* Source text
—————

- Education: Calvin College (BS) Purdue University (PhD)
- Scientific career
- Fields: Microbiology
- Institutions: University of Michigan
- Thesis: The Impact of Host Variables and Tumor Necrosis Factor on the Gut Microbiome in a Mouse Model of Crohn's Disease (2018)

= Ariangela Kozik =

American microbiologist

Ariangela J. Kozik is an American microbiologist, computational biologist, and science communicator. She is the co-founder and vice president of the Black Microbiologists Association and serves as an assistant professor in the Department of Molecular, Cellular, and Developmental Biology at the University of Michigan.

==Early life and education==
Kozik developed an interest in microbiology during a fifth-grade science fair project on the antibacterial properties of dish soap. This experience led her to pursue a Bachelor of Science in biotechnology from Calvin College. Kozik then obtained her Ph.D. in comparative pathobiology from Purdue University, where her dissertation focused on the gut microbiome's role in inflammatory bowel disease.

==Career==
After completing her Ph.D., Kozik undertook postdoctoral studies at the University of Michigan Medical School, funded by an NIH National Research Service Award fellowship. Her fellowship research focused on the relationship between the respiratory microbiome and asthma heterogeneity. She also pursued additional post-graduate training in personalized and genomic medicine at the University of Colorado Anschutz Medical Campus.

Kozik continued her research on microbial-immune interactions in adult asthma as a research investigator in pulmonary and critical care medicine at the University of Michigan, with a focus on precision medicine approaches. As an assistant professor in the Department of Molecular, Cellular, and Developmental Biology at the University of Michigan, her laboratory investigates host-microbe and microbe-microbe interactions within the human airway. Her research specifically examines the role of Prevotella bacteria and its contribution to respiratory health and disease. Her work explores the interactions between the microbiome, host immunity, and environmental factors, including the influence of social inequality on microbiome dynamics.

In 2020, Kozik and Kishana Taylor founded the Black Microbiologists Association (also known as Black in Microbiology), which aims to increase the visibility and representation of Black scientists within the field of microbiology.

—————

* Explore the material
a) Copy the passage of the Kozik biography starting with "Ariangela J. Kozik" and going on through "University of Michigan.", switching "science communicator" to "science educator".
b) Based on the Kozik biography, is each statement true? Answer yes or no and quote the deciding words. (i) Kozik earned her bachelor's degree in biotechnology from Purdue University. (ii) Kozik's postdoctoral studies were funded by an NIH fellowship. (iii) Kozik founded the Black Microbiologists Association on her own.
c) According to the Kozik biography, which bacteria does her research specifically examine?
The material after this point is separate from the Kozik biography.

* Supplied material
—————

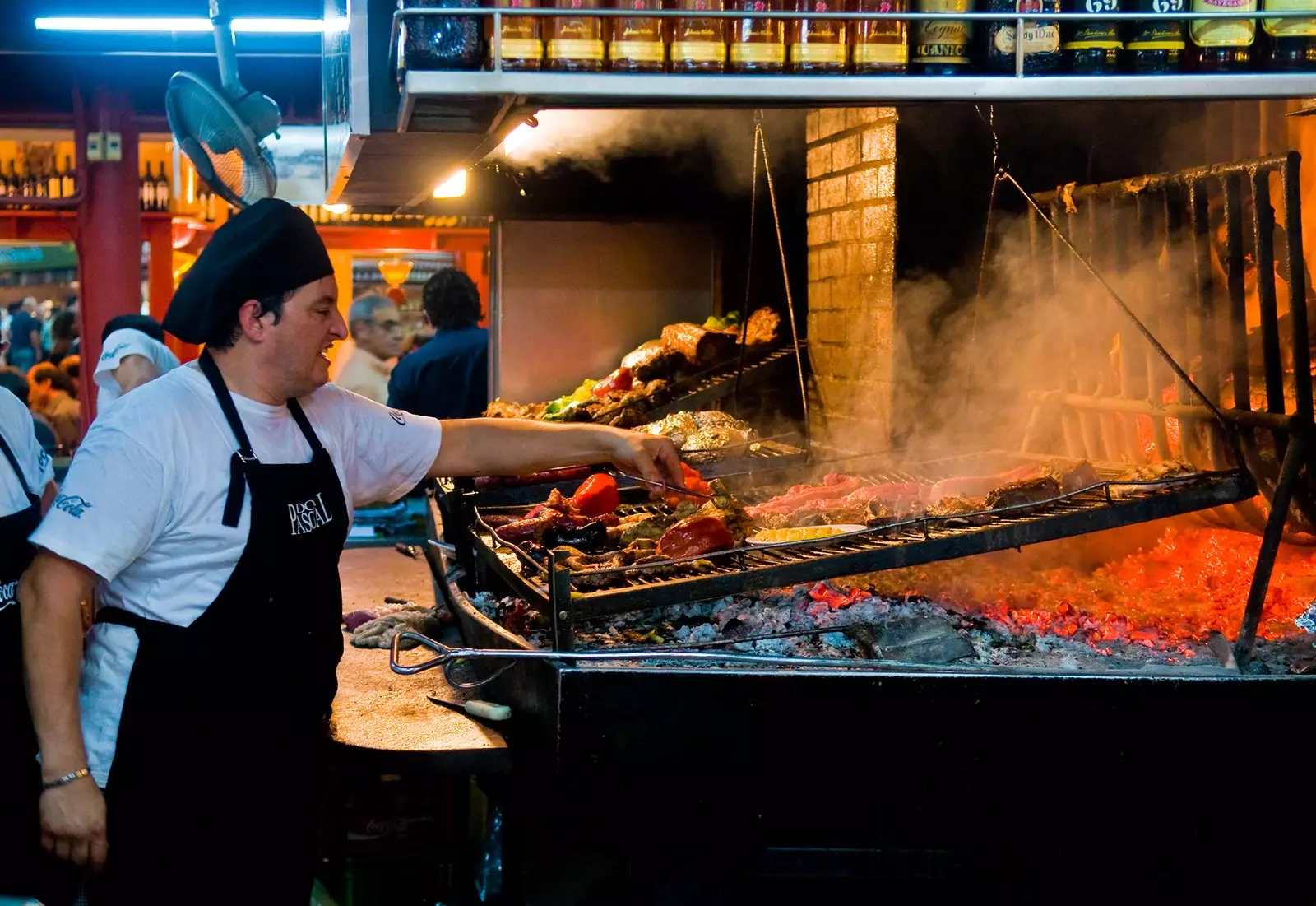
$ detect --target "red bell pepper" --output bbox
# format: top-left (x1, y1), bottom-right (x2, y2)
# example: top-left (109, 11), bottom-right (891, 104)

—————

* Solutions to each task
a)
Ariangela J. Kozik is an American microbiologist, computational biologist, and science educator. She is the co-founder and vice president of the Black Microbiologists Association and serves as an assistant professor in the Department of Molecular, Cellular, and Developmental Biology at the University of Michigan.

b)
(i) No: "a Bachelor of Science in biotechnology from Calvin College"
(ii) Yes: "funded by an NIH National Research Service Award fellowship"
(iii) No: "Kozik and Kishana Taylor founded the Black Microbiologists Association"

c) Prevotella bacteria